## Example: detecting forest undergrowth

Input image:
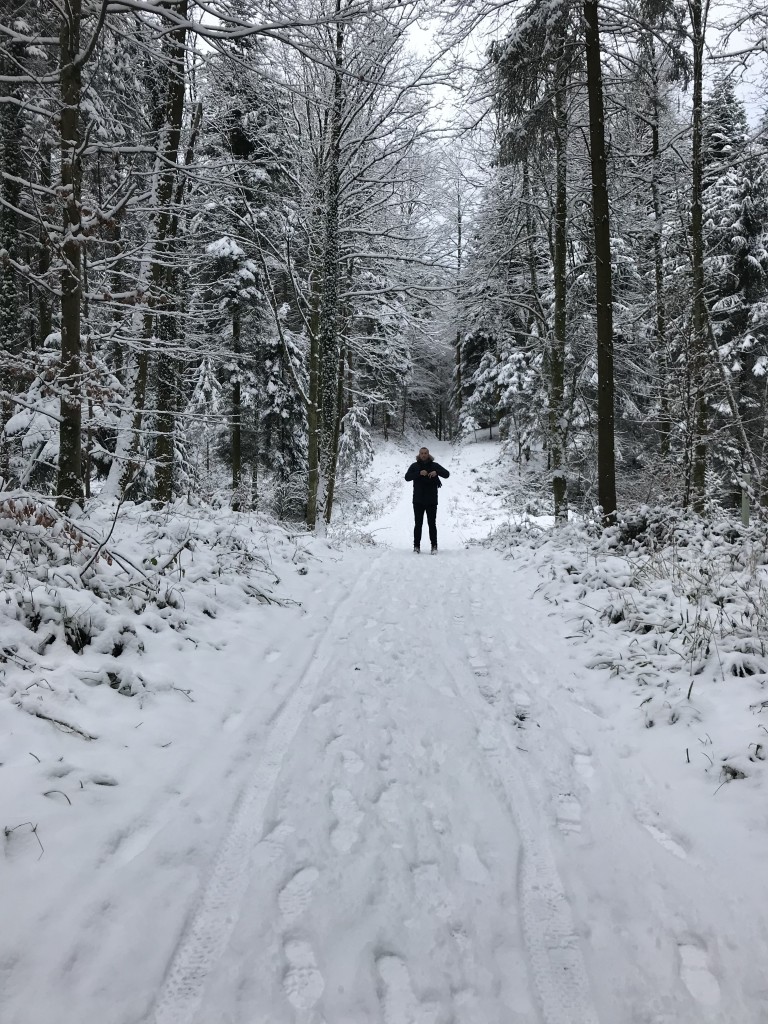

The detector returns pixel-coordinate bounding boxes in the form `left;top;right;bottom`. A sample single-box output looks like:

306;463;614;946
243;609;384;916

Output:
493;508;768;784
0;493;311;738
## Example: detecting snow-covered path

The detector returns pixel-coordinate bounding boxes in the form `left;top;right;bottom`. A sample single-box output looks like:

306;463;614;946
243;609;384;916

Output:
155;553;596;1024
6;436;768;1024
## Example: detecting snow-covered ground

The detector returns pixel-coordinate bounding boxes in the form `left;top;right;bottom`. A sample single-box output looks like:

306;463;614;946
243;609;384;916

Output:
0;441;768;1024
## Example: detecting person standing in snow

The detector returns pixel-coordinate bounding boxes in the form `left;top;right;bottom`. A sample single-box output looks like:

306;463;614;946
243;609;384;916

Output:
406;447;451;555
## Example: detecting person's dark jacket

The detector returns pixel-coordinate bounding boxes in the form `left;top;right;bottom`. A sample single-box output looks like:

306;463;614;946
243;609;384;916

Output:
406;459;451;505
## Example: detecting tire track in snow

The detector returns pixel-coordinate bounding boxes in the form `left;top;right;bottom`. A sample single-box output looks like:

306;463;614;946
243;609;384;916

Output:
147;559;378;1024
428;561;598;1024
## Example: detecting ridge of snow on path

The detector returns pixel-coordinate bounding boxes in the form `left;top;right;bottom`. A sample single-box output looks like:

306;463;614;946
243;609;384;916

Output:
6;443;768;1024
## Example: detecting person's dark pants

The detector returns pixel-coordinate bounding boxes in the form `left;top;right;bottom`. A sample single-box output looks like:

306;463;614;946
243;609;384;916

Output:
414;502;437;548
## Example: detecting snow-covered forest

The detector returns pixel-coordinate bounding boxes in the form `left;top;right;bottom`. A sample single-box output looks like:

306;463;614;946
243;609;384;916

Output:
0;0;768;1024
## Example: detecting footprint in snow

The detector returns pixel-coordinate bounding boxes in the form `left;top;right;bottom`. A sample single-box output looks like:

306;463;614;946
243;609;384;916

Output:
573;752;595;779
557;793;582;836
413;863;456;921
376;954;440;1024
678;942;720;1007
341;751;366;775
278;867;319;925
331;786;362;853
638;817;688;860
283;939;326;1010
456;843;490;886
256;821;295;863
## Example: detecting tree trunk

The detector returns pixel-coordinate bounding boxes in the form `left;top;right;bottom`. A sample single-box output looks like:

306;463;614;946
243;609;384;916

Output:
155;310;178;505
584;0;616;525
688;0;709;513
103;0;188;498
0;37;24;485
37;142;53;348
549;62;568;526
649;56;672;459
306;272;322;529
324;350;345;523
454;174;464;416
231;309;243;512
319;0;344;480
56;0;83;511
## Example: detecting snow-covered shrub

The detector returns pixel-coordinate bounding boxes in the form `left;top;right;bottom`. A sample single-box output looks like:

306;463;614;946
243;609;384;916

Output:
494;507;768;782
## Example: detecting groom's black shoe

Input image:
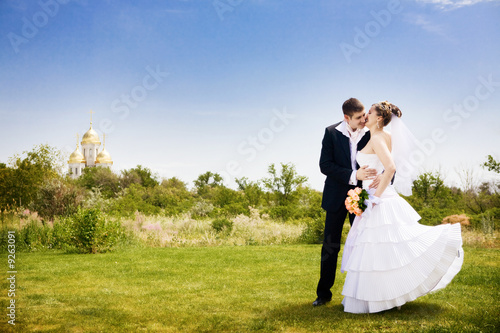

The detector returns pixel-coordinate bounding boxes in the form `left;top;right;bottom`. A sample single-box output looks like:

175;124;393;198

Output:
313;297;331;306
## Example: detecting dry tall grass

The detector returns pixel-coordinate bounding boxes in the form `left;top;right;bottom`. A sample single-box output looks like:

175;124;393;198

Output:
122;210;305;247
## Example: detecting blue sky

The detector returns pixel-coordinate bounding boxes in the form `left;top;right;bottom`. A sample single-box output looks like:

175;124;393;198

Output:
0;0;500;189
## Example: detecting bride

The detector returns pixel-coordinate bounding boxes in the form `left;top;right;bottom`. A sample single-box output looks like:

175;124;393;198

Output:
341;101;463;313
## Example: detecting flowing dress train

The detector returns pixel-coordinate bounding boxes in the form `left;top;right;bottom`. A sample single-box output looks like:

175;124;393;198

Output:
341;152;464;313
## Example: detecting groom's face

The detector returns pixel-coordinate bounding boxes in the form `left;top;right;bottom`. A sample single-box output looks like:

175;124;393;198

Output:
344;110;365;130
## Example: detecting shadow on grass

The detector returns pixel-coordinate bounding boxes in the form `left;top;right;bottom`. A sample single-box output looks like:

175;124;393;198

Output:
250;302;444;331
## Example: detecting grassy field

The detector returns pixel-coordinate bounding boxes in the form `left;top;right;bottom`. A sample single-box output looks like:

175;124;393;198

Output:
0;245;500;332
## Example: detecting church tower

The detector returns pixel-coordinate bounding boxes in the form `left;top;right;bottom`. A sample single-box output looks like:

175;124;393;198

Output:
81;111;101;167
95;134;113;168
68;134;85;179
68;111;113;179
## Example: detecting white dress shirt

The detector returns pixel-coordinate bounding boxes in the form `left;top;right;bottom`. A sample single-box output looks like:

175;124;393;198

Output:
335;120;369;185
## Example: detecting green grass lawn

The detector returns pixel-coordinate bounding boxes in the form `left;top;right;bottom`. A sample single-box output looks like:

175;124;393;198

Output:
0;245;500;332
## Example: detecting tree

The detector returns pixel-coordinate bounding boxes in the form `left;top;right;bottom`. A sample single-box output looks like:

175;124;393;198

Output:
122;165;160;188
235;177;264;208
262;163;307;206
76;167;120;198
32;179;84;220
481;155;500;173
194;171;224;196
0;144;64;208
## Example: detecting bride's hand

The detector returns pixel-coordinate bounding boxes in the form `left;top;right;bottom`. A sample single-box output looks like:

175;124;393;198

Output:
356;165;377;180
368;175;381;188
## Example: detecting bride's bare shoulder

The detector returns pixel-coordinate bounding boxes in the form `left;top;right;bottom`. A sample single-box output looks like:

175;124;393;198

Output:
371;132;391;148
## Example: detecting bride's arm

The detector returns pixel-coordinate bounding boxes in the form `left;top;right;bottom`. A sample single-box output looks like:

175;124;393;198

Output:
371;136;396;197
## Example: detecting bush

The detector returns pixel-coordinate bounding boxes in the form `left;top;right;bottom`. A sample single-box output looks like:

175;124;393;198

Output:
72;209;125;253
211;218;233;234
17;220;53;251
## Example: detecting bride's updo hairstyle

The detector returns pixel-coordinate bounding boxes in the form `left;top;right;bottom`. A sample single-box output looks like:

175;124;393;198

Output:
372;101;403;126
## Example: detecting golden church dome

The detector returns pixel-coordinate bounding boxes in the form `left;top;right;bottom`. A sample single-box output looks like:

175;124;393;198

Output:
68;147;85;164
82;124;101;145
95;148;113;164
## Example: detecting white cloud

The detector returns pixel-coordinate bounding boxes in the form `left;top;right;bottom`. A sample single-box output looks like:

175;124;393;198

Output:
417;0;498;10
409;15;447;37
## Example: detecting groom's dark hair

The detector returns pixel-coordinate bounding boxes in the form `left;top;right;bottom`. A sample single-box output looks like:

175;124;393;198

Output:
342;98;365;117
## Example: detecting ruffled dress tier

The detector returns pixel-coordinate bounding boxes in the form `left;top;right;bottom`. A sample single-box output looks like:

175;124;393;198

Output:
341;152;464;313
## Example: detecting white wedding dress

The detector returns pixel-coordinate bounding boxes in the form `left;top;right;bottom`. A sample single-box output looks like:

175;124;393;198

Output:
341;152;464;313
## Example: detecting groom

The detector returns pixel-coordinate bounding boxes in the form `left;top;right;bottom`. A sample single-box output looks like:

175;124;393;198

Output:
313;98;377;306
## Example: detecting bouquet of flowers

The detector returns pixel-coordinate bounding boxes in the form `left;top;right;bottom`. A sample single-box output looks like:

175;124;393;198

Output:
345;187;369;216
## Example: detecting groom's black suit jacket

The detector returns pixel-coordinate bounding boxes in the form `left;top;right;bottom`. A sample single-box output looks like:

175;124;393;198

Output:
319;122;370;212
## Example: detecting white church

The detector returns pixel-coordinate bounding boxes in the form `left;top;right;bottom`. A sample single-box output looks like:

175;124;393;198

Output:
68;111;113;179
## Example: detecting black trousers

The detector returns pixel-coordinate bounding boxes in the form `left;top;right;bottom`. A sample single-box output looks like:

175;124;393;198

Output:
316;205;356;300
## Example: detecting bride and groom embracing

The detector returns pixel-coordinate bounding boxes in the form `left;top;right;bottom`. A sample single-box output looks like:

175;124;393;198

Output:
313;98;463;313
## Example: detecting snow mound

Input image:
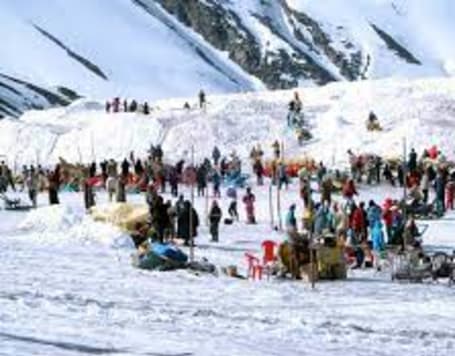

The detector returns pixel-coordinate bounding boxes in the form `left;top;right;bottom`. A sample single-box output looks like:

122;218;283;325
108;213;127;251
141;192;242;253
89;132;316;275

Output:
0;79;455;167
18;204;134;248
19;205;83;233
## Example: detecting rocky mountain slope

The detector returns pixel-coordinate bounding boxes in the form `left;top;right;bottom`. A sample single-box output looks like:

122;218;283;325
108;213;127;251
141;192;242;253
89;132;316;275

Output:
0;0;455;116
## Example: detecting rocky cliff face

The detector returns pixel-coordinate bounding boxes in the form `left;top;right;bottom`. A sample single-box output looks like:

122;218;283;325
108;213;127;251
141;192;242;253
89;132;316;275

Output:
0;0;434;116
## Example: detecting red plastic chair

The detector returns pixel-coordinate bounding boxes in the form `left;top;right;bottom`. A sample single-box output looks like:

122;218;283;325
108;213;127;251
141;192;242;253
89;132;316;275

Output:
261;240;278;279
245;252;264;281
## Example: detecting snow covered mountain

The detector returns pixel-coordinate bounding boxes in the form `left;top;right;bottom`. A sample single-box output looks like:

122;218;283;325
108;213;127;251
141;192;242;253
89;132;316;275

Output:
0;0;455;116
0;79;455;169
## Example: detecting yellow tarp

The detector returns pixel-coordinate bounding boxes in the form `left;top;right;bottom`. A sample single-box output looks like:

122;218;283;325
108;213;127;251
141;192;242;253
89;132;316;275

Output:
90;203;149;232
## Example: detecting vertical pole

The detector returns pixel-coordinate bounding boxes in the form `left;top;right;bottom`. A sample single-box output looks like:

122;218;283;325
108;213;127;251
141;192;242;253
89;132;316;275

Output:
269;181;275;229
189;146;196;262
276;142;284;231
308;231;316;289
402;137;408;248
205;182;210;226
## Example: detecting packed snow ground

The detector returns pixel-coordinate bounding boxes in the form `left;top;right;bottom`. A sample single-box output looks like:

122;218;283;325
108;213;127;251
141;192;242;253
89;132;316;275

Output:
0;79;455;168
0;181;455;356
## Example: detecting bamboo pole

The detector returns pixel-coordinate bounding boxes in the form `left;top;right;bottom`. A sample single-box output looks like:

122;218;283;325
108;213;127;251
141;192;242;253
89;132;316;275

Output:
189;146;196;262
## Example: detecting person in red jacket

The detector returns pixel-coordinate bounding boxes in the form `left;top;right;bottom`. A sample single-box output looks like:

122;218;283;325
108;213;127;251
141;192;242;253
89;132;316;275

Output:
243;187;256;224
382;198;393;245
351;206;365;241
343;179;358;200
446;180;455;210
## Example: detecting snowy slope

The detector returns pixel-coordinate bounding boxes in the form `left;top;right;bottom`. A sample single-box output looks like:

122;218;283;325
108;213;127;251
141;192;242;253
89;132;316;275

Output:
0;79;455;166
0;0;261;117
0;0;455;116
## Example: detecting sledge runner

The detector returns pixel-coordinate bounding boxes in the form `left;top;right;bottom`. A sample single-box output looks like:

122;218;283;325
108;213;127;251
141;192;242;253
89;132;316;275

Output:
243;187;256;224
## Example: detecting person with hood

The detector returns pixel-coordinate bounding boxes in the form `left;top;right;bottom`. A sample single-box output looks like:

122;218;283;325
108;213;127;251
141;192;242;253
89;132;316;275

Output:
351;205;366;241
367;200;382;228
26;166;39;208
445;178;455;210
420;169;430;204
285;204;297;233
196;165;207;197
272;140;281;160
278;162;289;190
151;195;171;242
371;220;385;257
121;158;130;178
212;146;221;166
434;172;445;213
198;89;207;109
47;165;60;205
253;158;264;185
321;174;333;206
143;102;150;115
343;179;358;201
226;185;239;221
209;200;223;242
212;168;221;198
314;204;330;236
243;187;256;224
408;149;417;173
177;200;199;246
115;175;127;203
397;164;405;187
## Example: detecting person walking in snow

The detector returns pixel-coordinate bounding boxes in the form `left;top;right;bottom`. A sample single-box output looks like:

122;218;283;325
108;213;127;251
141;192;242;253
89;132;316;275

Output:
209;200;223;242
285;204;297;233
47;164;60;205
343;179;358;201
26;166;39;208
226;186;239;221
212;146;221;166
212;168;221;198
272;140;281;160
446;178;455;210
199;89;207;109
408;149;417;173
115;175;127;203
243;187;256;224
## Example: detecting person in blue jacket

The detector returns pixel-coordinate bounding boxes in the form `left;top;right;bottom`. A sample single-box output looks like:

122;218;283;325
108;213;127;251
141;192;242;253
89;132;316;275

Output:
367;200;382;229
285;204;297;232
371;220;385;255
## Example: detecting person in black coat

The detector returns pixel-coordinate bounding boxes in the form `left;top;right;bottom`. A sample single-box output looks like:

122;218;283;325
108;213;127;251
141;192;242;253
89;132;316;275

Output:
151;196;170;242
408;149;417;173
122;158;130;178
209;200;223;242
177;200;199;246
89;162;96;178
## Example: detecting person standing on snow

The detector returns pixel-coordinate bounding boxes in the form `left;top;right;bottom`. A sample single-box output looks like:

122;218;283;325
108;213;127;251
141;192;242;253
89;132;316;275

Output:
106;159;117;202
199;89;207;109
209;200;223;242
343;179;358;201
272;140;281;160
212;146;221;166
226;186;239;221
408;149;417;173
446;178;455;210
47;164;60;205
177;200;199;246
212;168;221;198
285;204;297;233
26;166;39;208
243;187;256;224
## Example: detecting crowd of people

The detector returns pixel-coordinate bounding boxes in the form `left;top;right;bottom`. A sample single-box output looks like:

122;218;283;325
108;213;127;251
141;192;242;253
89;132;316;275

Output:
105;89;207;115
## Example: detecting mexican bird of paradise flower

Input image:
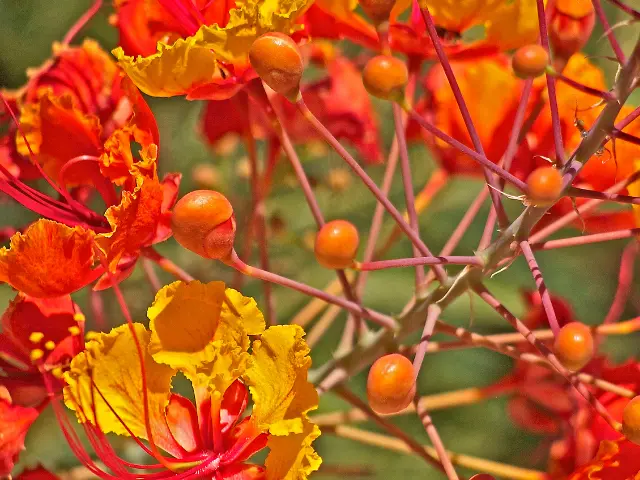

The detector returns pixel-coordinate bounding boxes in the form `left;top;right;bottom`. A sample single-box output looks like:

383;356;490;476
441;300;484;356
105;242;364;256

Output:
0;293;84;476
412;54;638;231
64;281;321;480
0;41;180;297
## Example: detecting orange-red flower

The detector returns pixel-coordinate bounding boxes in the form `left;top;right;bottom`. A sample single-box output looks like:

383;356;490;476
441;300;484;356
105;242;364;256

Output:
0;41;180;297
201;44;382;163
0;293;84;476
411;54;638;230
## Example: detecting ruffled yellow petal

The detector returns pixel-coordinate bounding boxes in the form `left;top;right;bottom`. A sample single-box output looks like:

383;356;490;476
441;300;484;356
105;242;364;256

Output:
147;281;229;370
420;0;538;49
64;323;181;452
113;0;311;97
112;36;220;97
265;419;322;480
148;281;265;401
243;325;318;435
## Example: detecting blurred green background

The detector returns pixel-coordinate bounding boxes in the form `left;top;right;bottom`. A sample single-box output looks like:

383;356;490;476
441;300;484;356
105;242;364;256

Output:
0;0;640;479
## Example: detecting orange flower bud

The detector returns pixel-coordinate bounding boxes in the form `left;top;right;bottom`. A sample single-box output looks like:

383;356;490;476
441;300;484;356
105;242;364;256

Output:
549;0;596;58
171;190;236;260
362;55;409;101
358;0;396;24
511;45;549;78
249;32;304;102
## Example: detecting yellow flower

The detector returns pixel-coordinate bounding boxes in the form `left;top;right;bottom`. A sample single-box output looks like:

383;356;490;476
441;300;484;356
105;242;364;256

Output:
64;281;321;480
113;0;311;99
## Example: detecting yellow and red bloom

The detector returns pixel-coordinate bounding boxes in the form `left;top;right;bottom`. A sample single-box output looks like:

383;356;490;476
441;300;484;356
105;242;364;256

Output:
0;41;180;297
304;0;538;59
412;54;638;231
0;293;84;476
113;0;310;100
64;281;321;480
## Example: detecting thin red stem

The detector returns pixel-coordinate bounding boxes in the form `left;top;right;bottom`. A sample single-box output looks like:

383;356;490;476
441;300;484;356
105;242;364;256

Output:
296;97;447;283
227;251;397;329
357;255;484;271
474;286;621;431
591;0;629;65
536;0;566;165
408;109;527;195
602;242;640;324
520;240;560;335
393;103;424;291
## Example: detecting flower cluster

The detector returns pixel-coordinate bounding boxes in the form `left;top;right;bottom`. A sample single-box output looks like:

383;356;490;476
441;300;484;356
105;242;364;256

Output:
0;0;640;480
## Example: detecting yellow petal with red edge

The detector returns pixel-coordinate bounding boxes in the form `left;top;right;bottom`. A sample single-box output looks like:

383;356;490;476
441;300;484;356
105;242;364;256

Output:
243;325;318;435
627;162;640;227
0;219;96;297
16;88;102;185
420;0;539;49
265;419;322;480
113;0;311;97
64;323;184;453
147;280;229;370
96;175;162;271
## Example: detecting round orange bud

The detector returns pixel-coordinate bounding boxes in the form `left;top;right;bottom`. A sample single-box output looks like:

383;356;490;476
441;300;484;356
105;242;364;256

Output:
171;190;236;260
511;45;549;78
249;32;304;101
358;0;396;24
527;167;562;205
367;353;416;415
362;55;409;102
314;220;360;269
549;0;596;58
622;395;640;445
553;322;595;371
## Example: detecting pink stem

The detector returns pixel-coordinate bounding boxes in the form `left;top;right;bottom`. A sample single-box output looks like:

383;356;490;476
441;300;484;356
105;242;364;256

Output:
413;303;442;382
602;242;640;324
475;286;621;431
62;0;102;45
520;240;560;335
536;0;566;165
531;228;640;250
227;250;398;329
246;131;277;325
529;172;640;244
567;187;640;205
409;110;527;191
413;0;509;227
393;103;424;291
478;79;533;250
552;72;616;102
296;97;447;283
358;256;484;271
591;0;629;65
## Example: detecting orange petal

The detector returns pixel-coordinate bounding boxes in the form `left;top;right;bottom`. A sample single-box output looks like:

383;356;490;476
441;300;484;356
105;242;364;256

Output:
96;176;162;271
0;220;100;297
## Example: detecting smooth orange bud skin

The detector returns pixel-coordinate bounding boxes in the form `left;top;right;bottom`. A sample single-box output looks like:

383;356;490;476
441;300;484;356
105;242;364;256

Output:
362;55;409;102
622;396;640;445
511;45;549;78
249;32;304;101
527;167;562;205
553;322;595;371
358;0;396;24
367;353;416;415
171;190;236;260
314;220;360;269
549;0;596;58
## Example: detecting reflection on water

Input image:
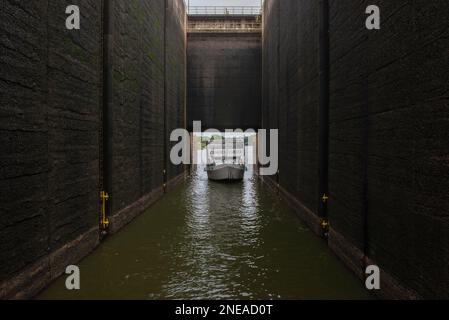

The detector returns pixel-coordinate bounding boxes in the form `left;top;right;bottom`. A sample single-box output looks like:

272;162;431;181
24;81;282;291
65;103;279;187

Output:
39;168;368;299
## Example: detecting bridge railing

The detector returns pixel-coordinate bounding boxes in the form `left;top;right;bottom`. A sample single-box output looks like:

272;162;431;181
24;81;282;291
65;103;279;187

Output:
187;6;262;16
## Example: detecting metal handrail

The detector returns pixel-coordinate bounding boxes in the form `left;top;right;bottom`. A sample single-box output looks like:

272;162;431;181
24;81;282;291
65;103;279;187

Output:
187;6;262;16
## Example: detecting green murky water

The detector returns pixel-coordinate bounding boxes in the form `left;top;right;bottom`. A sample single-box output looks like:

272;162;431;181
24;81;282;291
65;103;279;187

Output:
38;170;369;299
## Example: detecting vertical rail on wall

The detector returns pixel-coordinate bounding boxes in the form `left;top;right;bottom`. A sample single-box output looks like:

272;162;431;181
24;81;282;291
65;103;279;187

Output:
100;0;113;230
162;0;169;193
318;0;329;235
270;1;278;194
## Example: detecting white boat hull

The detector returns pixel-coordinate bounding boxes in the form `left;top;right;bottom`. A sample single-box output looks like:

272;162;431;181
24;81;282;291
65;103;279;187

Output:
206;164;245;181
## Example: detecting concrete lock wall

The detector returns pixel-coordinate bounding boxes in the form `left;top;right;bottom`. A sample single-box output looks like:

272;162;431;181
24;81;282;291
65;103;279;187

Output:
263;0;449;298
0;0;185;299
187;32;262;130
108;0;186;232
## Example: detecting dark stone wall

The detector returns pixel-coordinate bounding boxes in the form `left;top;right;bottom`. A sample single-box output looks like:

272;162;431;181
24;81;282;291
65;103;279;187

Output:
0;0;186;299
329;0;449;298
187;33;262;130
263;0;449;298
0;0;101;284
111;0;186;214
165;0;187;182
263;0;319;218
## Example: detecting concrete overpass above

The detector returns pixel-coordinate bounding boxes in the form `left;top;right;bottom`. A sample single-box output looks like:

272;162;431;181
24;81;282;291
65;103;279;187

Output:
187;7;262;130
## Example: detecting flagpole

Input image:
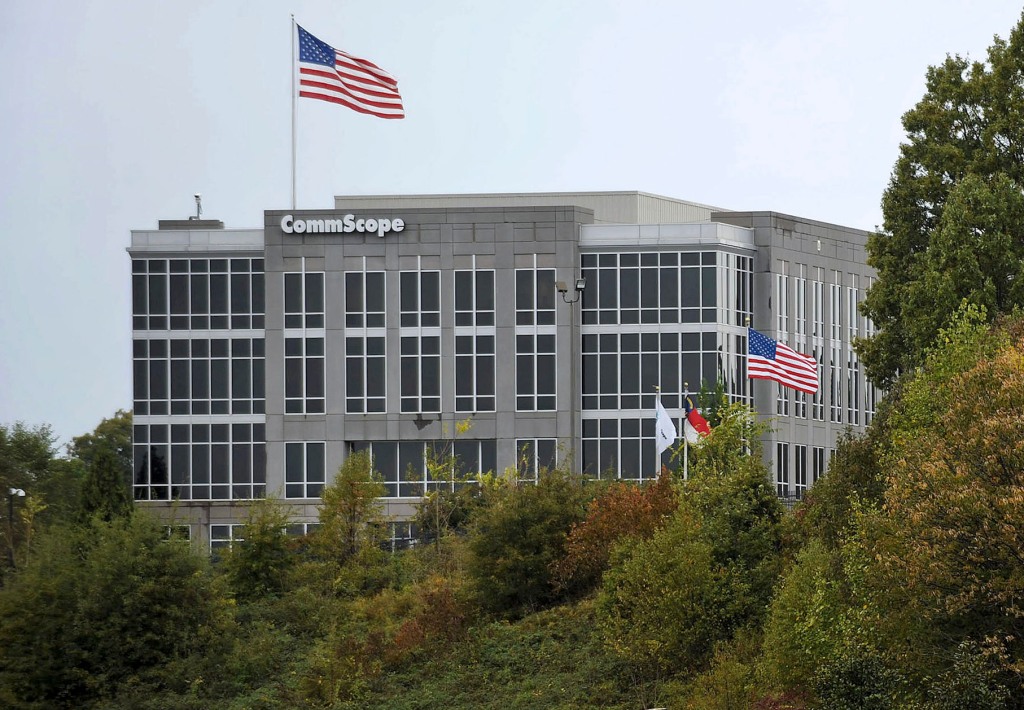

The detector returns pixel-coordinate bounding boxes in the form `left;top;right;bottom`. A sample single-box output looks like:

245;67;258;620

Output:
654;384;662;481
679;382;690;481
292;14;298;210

* * * *

● **WORK TO DO**
Render the stretch from the line containing "## Example: detecting dark stone wall" through the last line of the entries as a numbered list, omitting blank lines and leaving out the pictures.

● **EXPECTED OUTPUT**
1. ## Example: detecting dark stone wall
2. The detector returns pixel-coordinate bounding boxes in the form `left;top;right;bottom`. A sample single-box output looks like:
3. 272;162;431;181
4. 24;81;282;291
5. 65;103;279;187
6. Output:
7. 0;0;186;299
8. 329;0;449;298
9. 187;33;262;130
10. 263;0;449;298
11. 0;0;101;284
12. 111;0;186;214
13. 165;0;187;182
14. 263;0;319;218
15. ## Example: detecting concrete overpass above
16. The detector returns pixel-coordinate bounding boxes in the form `left;top;right;bottom`. A sample single-box output looks like:
17. 272;162;431;181
18. 24;81;282;291
19. 65;103;279;187
20. Output:
21. 187;7;262;130
22. ## Example: detecting flagpole
23. Input image:
24. The detector returns pixel-coordinate bounding boxes in the form `left;top;right;bottom`. A sample single-box output looks like:
25. 245;67;258;620
26. Output:
27. 654;384;662;481
28. 679;382;690;481
29. 292;14;298;210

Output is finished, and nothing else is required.